--- DOKUMENTTEXT ---

Bild: Schmeckt die Thüringer Bratwurst noch? Ministerpräsident Ramelow beim S…
Erfurt taz | Im Jahr 1989 hielt der ehemalige CDU-Generalsekretär Kurt
Biedenkopf die „Usurpation des Parlamentarischen durch die Parteien“ für
einen Kardinalfehler. Im Buch „Zeitsignale“ plädierte er für wechselnde
Mehrheiten im Dienst an der Sache. Das hinderte ihn ein Jahr später nicht
daran, als der neue „König“ von Sachsen CDU-Herrschaft mit absoluten
Mehrheiten vorauszusetzen und durchzuregieren.
Verhältnisse, die bei der CSU in Bayern oder der CDU in Thüringen nur noch
wehmütige Erinnerungen hervorrufen. Im so wenig grünen „Grünen Herzen
Deutschlands“ gleicht seit 2019 jegliche Mehrheitsfindung einer Quälerei.
Ein Jahr vor der Landtagswahl fühlt sich niemand, mit dem man in Erfurt
spricht, wohl in der Rolle des Versuchskaninchens für ein
demokratietheoretisch noch so interessantes Experiment. Nach der Wahl im
Herbst 2019 fehlten der bis dahin regierenden rot-rot-grünen Koalition vier
Stimmen an der parlamentarischen Mehrheit. Eine Mehrheitskoalition war
nicht in Sicht, wenn auch der populäre erste [1][Linken-Ministerpräsident
Bodo Ramelow] und die arbeitsfähige Regierung eine gewisse Kontinuität
versprachen.

---

Führen Sie sämtliche Bundesländer auf, die im Dokumenttext ausdrücklich mit ihrem Namen erscheinen. Das Material ist für die Bearbeitung nicht erforderlich.

--- DATENABSCHNITT ---

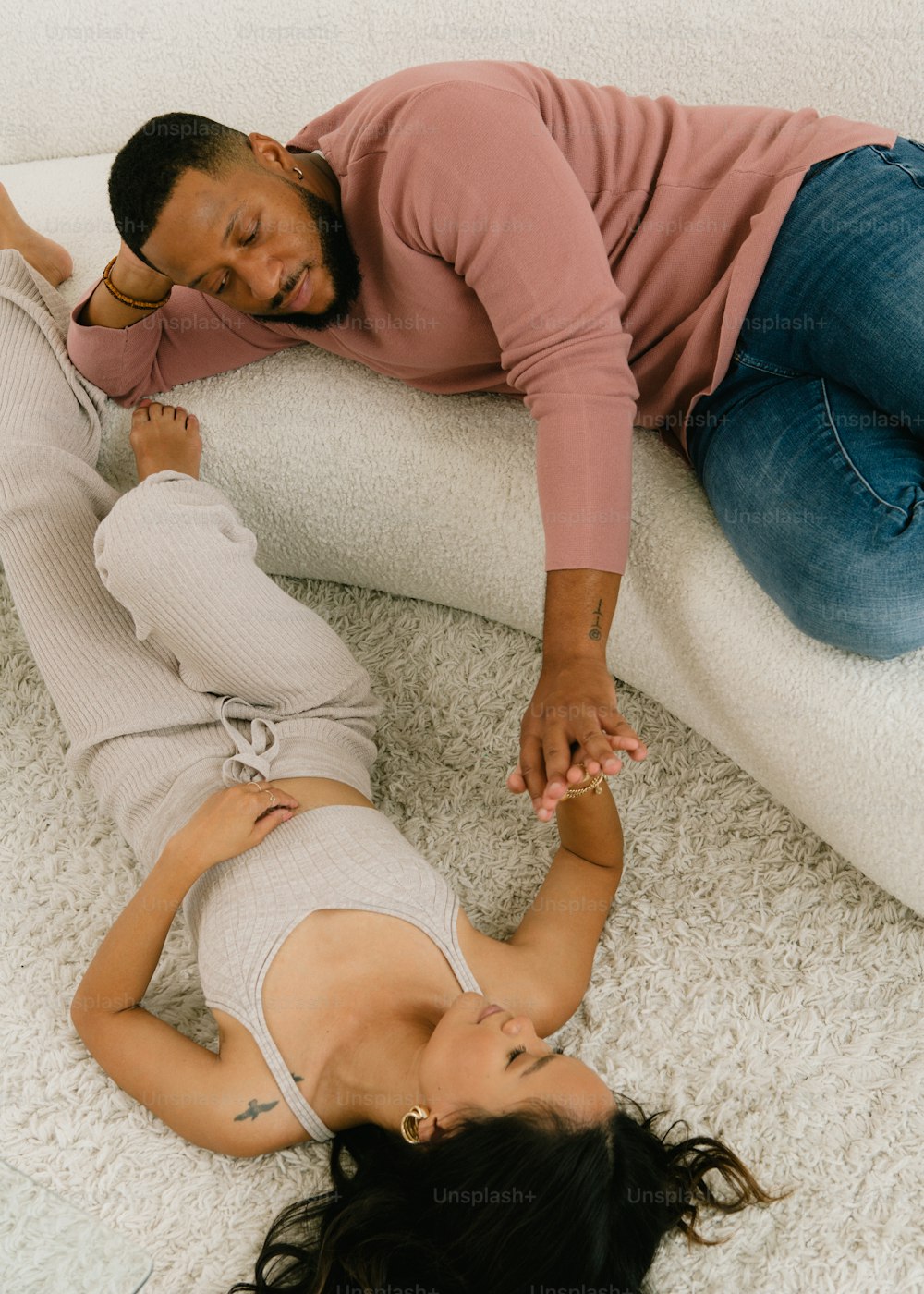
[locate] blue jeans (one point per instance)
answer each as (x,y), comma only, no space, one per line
(811,448)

---

*ANTWORT:* Sachsen, Bayern, Thüringen